WHAT THIS TASK INVOLVES: Copy the material below word for word, from the first line to the last, and leave out the pictures.

RECORDS FOR PROCESSING:
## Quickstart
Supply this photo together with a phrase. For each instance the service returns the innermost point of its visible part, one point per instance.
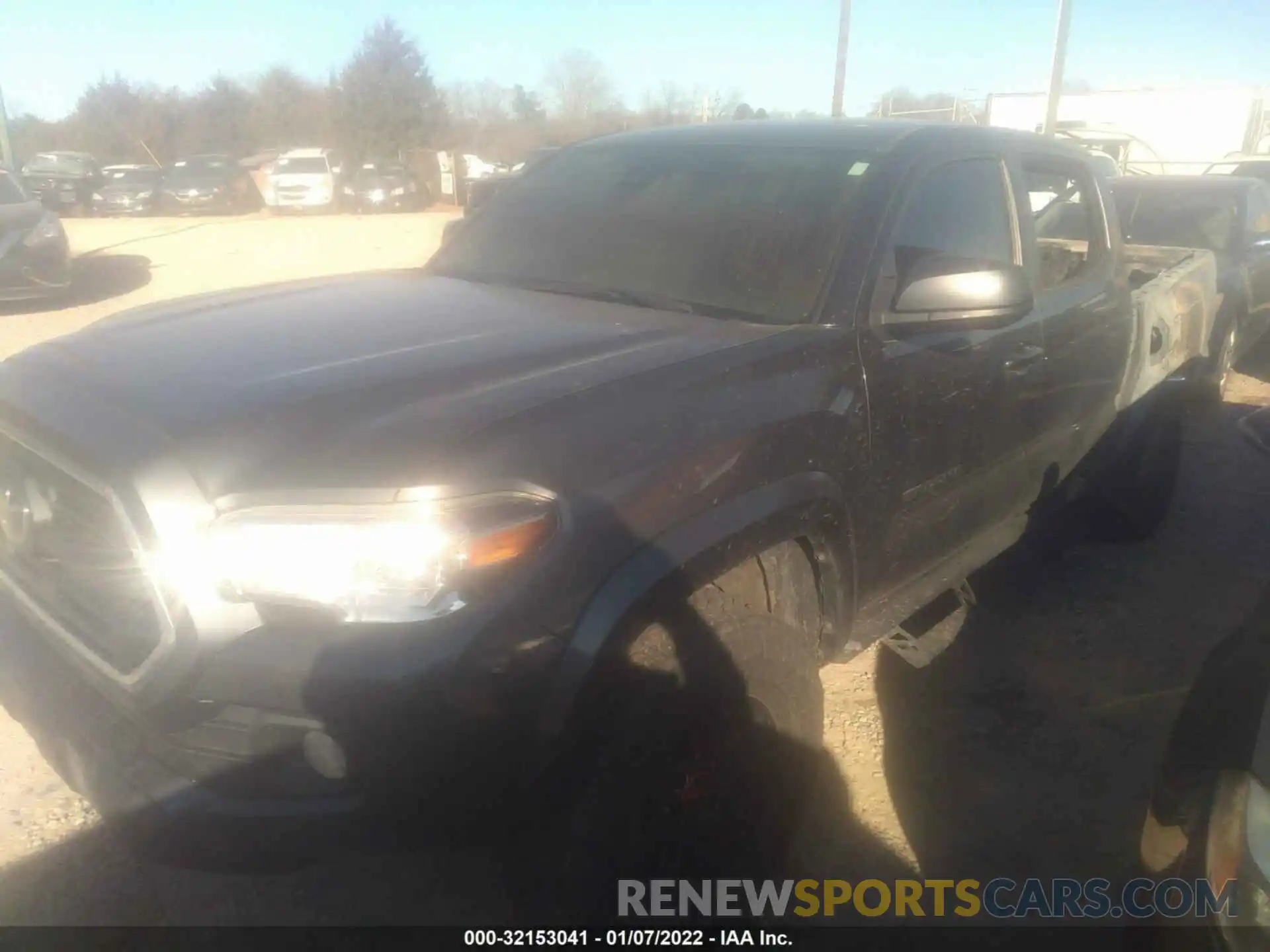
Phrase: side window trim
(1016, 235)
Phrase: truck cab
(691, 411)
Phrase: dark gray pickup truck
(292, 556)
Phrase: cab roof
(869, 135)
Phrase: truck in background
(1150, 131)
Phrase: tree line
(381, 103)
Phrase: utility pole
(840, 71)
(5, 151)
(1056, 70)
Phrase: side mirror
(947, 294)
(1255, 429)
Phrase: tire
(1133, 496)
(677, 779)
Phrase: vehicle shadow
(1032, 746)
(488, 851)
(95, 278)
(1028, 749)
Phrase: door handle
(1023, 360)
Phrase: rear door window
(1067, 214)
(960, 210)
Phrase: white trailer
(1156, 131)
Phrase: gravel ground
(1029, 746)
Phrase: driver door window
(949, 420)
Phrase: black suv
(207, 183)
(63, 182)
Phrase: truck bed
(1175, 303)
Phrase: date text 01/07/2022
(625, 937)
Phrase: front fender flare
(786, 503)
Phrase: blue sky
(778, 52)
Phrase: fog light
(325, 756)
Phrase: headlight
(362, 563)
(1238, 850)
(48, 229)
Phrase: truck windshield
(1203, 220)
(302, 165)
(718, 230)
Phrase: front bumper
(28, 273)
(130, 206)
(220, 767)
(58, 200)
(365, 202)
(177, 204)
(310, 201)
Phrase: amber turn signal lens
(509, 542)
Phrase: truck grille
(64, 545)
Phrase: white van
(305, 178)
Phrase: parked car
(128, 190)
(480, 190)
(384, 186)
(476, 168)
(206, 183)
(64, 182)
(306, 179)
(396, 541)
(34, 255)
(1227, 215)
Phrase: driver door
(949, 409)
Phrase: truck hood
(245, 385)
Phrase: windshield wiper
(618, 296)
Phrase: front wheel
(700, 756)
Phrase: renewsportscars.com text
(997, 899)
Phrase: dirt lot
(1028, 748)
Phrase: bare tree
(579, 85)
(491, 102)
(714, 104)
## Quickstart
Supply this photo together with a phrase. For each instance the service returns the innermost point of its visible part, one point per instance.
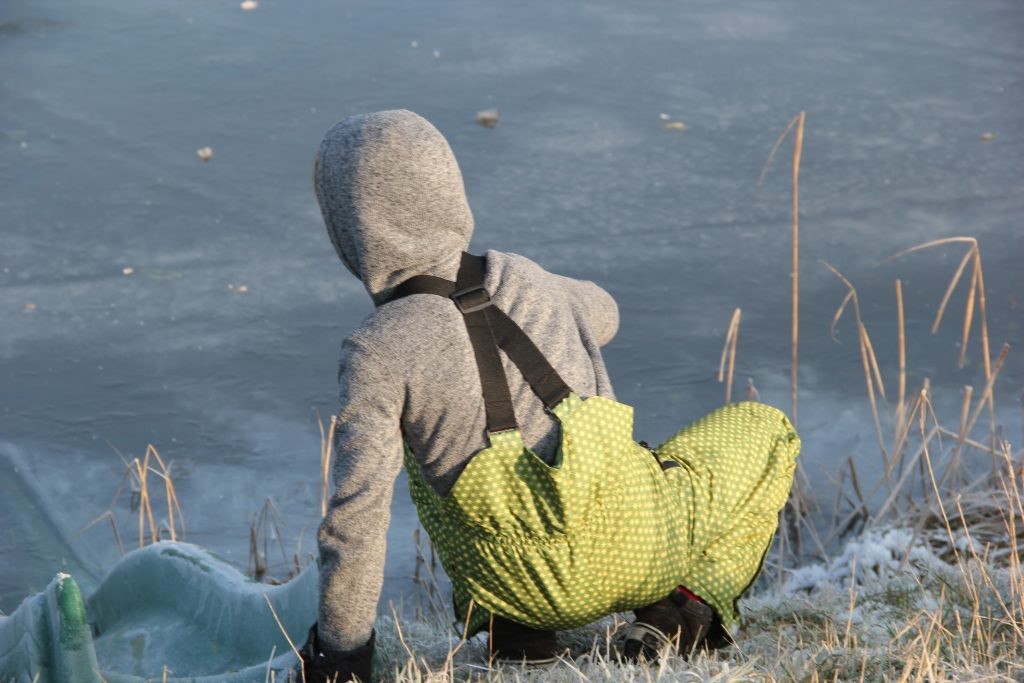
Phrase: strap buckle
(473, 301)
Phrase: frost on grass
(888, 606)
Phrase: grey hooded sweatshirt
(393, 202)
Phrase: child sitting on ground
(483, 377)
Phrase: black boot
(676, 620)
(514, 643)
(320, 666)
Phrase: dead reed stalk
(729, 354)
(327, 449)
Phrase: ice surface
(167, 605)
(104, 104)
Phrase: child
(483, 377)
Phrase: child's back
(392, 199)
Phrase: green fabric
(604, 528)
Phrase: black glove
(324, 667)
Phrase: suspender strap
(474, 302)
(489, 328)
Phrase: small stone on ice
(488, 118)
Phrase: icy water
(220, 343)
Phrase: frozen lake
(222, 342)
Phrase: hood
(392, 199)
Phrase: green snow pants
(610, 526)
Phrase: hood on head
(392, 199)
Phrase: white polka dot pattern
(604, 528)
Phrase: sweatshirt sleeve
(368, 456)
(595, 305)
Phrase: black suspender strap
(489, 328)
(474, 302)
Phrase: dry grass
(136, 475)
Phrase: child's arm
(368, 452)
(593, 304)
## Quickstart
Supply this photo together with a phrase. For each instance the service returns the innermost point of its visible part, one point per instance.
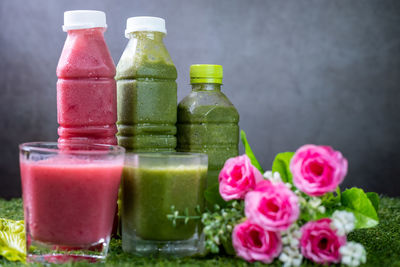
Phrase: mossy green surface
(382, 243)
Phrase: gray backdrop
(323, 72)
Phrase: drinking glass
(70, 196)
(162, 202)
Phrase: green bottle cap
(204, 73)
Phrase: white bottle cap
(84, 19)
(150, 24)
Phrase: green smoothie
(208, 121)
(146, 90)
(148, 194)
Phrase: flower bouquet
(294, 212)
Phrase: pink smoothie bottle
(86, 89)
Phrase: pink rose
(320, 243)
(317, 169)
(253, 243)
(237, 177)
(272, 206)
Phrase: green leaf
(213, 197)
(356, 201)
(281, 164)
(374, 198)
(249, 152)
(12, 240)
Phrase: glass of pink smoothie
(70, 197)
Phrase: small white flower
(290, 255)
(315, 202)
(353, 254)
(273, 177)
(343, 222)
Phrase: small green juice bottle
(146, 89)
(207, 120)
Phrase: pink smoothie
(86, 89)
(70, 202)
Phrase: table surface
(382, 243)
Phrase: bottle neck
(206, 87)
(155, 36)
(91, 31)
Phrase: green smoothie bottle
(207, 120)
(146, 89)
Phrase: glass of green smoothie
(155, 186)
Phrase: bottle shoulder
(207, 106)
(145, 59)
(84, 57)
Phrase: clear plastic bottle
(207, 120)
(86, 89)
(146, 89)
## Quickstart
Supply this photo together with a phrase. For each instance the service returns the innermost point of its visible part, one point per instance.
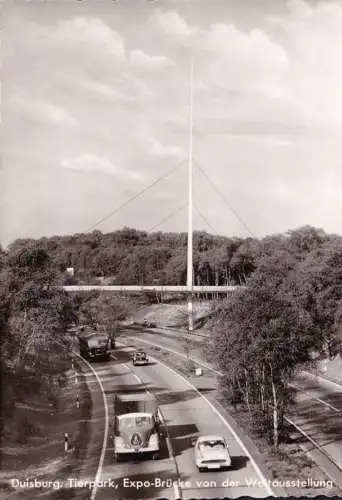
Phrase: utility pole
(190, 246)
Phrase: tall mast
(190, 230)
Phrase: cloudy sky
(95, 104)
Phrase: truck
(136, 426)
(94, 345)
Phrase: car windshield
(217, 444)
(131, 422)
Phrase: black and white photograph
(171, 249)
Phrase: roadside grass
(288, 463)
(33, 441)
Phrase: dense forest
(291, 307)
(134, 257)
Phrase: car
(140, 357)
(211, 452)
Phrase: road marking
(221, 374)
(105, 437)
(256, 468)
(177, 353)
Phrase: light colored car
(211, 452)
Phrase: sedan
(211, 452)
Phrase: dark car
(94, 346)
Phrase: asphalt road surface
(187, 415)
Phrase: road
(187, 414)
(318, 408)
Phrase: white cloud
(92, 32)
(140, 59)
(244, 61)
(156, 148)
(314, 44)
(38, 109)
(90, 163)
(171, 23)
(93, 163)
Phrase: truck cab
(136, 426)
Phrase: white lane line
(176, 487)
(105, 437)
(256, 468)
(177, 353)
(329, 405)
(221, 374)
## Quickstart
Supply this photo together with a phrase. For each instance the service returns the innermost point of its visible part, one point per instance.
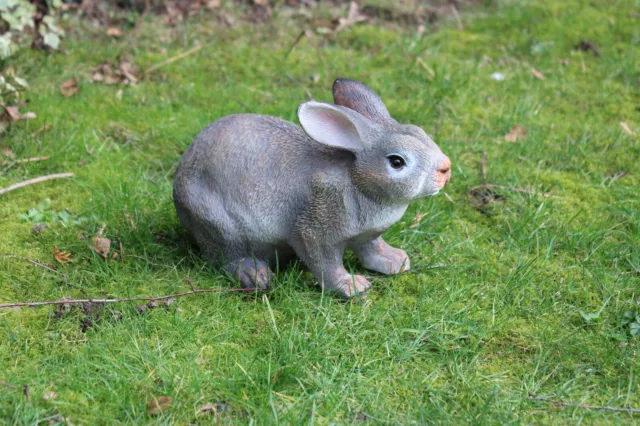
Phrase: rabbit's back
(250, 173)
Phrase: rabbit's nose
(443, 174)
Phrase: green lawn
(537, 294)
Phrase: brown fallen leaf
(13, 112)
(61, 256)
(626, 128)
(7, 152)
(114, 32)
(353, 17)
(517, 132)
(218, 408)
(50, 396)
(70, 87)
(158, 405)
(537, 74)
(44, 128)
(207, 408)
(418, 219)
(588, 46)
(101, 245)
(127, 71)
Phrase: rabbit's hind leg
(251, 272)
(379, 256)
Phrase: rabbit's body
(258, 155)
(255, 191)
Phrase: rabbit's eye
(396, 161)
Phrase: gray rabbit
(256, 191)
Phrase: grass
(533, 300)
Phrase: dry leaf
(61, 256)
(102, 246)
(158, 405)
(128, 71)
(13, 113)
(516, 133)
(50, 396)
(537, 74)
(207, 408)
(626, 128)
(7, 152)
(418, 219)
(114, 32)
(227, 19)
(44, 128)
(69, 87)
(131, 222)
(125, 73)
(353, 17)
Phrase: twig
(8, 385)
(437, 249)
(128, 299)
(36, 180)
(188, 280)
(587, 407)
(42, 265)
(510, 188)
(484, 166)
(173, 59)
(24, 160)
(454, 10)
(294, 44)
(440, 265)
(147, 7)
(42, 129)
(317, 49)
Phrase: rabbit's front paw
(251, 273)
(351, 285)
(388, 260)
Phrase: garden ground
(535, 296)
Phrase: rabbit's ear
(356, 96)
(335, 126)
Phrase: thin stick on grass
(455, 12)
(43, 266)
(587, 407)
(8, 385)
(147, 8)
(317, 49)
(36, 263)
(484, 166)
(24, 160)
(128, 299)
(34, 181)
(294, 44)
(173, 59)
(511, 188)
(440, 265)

FULL ANSWER:
## Quickstart
Supply this photo together with a phrase. For each instance the service returns the innermost point of its visible part, one point per instance.
Phrase: side window trim
(1016, 235)
Phrase: truck cab
(691, 411)
Phrase: dark gray pickup truck
(292, 556)
Phrase: cab roof
(869, 135)
Phrase: truck in background
(1150, 131)
Phrase: tree line
(381, 103)
Phrase: utility pole
(840, 71)
(5, 151)
(1056, 70)
Phrase: side mirror
(947, 294)
(1255, 429)
Phrase: tire
(1133, 496)
(677, 779)
Phrase: vehicle shadow
(1032, 746)
(488, 851)
(95, 278)
(1028, 749)
Phrase: door handle
(1023, 360)
Phrase: rear door window
(1067, 214)
(960, 210)
Phrase: white trailer
(1156, 131)
Phrase: gravel ground
(1029, 746)
Phrase: driver door window
(949, 420)
Phrase: black suv
(207, 183)
(63, 182)
Phrase: truck bed
(1175, 303)
Phrase: date text 01/07/2022
(625, 937)
Phrase: front fender flare
(786, 503)
Phrase: blue sky
(778, 52)
Phrase: fog light
(325, 756)
Phrase: headlight
(362, 563)
(1238, 850)
(48, 229)
Phrase: truck windshield
(1203, 220)
(302, 165)
(718, 230)
Phrase: front bumper
(28, 273)
(130, 206)
(220, 767)
(58, 200)
(365, 202)
(177, 204)
(310, 201)
Phrase: amber turn signal lens
(509, 542)
Phrase: truck grille
(64, 545)
Phrase: white van
(305, 178)
Phrase: parked car
(128, 190)
(480, 190)
(384, 186)
(476, 168)
(206, 183)
(64, 182)
(306, 179)
(396, 541)
(34, 255)
(1227, 215)
Phrase: driver door
(949, 409)
Phrase: truck hood
(245, 385)
Phrase: windshield wiper
(618, 296)
Phrase: front wheel
(700, 756)
Phrase: renewsportscars.com text
(997, 899)
Phrase: dirt lot
(1028, 748)
Phrase: bare tree
(579, 85)
(491, 102)
(714, 104)
## Quickstart
Supply this photo together with a phrase. For each instance the service returns the innermost point of its visible part, one point per instance.
Phrase: strap buckle
(473, 301)
Phrase: frost on grass
(888, 606)
Phrase: grey hooded sweatshirt
(393, 202)
Phrase: child sitting on ground
(483, 377)
Phrase: black boot
(676, 620)
(514, 643)
(320, 666)
Phrase: dead reed stalk
(729, 354)
(327, 449)
Phrase: ice surface
(167, 605)
(104, 104)
Phrase: child
(483, 377)
Phrase: child's back
(392, 199)
Phrase: green fabric
(604, 528)
Phrase: black glove
(324, 667)
Phrase: suspender strap
(474, 302)
(489, 328)
Phrase: small stone on ice
(488, 118)
Phrase: icy water
(220, 343)
Phrase: frozen lake
(222, 342)
Phrase: hood
(392, 199)
Phrase: green snow pants
(610, 526)
Phrase: hood on head
(392, 199)
Phrase: white polka dot pattern
(604, 528)
Phrase: sweatshirt sleeve
(368, 456)
(595, 305)
Phrase: black suspender strap
(489, 328)
(474, 302)
Phrase: dry grass
(136, 475)
Phrase: child's arm
(368, 452)
(593, 304)
## Quickstart
Supply this photo together with a phrase. For each instance the service returns the innermost point of its visible part, one point per instance.
Phrase: mossy green surface
(382, 243)
Phrase: gray backdrop
(323, 72)
Phrase: drinking glass
(70, 196)
(162, 202)
Phrase: green bottle cap
(204, 73)
Phrase: white bottle cap
(84, 19)
(150, 24)
Phrase: green smoothie
(208, 121)
(146, 90)
(148, 194)
Phrase: flower bouquet
(294, 212)
Phrase: pink smoothie bottle
(86, 89)
Phrase: pink rose
(320, 243)
(317, 169)
(253, 243)
(237, 177)
(272, 206)
Phrase: green leaf
(213, 197)
(356, 201)
(281, 164)
(374, 198)
(249, 152)
(12, 240)
Phrase: glass of pink smoothie
(70, 197)
Phrase: small white flower
(290, 255)
(315, 202)
(353, 254)
(273, 177)
(343, 222)
Phrase: small green juice bottle
(146, 89)
(207, 120)
Phrase: pink smoothie
(86, 89)
(70, 202)
Phrase: table surface
(382, 243)
Phrase: bottle neck
(206, 87)
(155, 36)
(91, 31)
Phrase: green smoothie bottle
(207, 120)
(146, 89)
Phrase: glass of green smoothie
(155, 186)
Phrase: bottle shoulder
(207, 106)
(145, 59)
(84, 57)
Phrase: clear plastic bottle
(207, 120)
(86, 89)
(146, 89)
## Quickstart
Supply this photo together with a phrase. For each instance the service returns the innermost point of its visible part, one point per instance.
Phrase: utility pole
(190, 246)
Phrase: tall mast
(190, 230)
Phrase: cloudy sky
(95, 104)
Phrase: truck
(136, 426)
(94, 345)
Phrase: car windshield
(217, 444)
(131, 422)
Phrase: black and white photograph
(171, 249)
Phrase: roadside grass
(288, 463)
(33, 441)
Phrase: dense forest
(291, 307)
(134, 257)
Phrase: car
(140, 357)
(211, 452)
Phrase: road marking
(221, 374)
(105, 437)
(256, 468)
(177, 353)
Phrase: light colored car
(211, 452)
Phrase: sedan
(211, 452)
Phrase: dark car
(94, 346)
Phrase: asphalt road surface
(187, 415)
Phrase: road
(187, 414)
(318, 408)
Phrase: white cloud
(92, 32)
(140, 59)
(244, 61)
(156, 148)
(314, 44)
(38, 109)
(90, 163)
(171, 23)
(93, 163)
Phrase: truck cab
(136, 426)
Phrase: white lane line
(176, 487)
(105, 437)
(256, 468)
(177, 353)
(329, 405)
(221, 374)
## Quickstart
Supply this photo together with a phrase. For each instance the service returns the innermost point of its visible part, one point per instance.
Phrase: rabbit's back
(250, 173)
Phrase: rabbit's nose
(443, 174)
Phrase: green lawn
(537, 294)
Phrase: brown fallen leaf
(13, 112)
(61, 256)
(626, 128)
(7, 152)
(114, 32)
(353, 17)
(517, 132)
(218, 408)
(50, 396)
(70, 87)
(158, 405)
(537, 74)
(44, 128)
(207, 408)
(418, 219)
(588, 46)
(101, 245)
(127, 71)
Phrase: rabbit's hind leg
(251, 272)
(379, 256)
Phrase: rabbit's body
(258, 155)
(255, 191)
Phrase: rabbit's eye
(396, 161)
Phrase: gray rabbit
(256, 191)
Phrase: grass
(533, 300)
Phrase: dry leaf
(61, 256)
(102, 246)
(158, 405)
(128, 71)
(13, 113)
(516, 133)
(50, 396)
(537, 74)
(207, 408)
(626, 128)
(7, 152)
(418, 219)
(114, 32)
(227, 19)
(44, 128)
(69, 87)
(131, 222)
(125, 73)
(353, 17)
Phrase: twig
(8, 385)
(437, 249)
(128, 299)
(36, 180)
(188, 280)
(587, 407)
(42, 265)
(510, 188)
(484, 166)
(173, 59)
(24, 160)
(454, 10)
(294, 44)
(440, 265)
(147, 7)
(42, 129)
(317, 49)
Phrase: rabbit's front paw
(251, 273)
(351, 285)
(388, 260)
Phrase: garden ground
(535, 296)
Phrase: rabbit's ear
(356, 96)
(335, 126)
Phrase: thin stick on grass
(455, 12)
(43, 266)
(587, 407)
(8, 385)
(147, 8)
(317, 49)
(36, 263)
(484, 166)
(24, 160)
(128, 299)
(34, 181)
(294, 44)
(173, 59)
(511, 188)
(440, 265)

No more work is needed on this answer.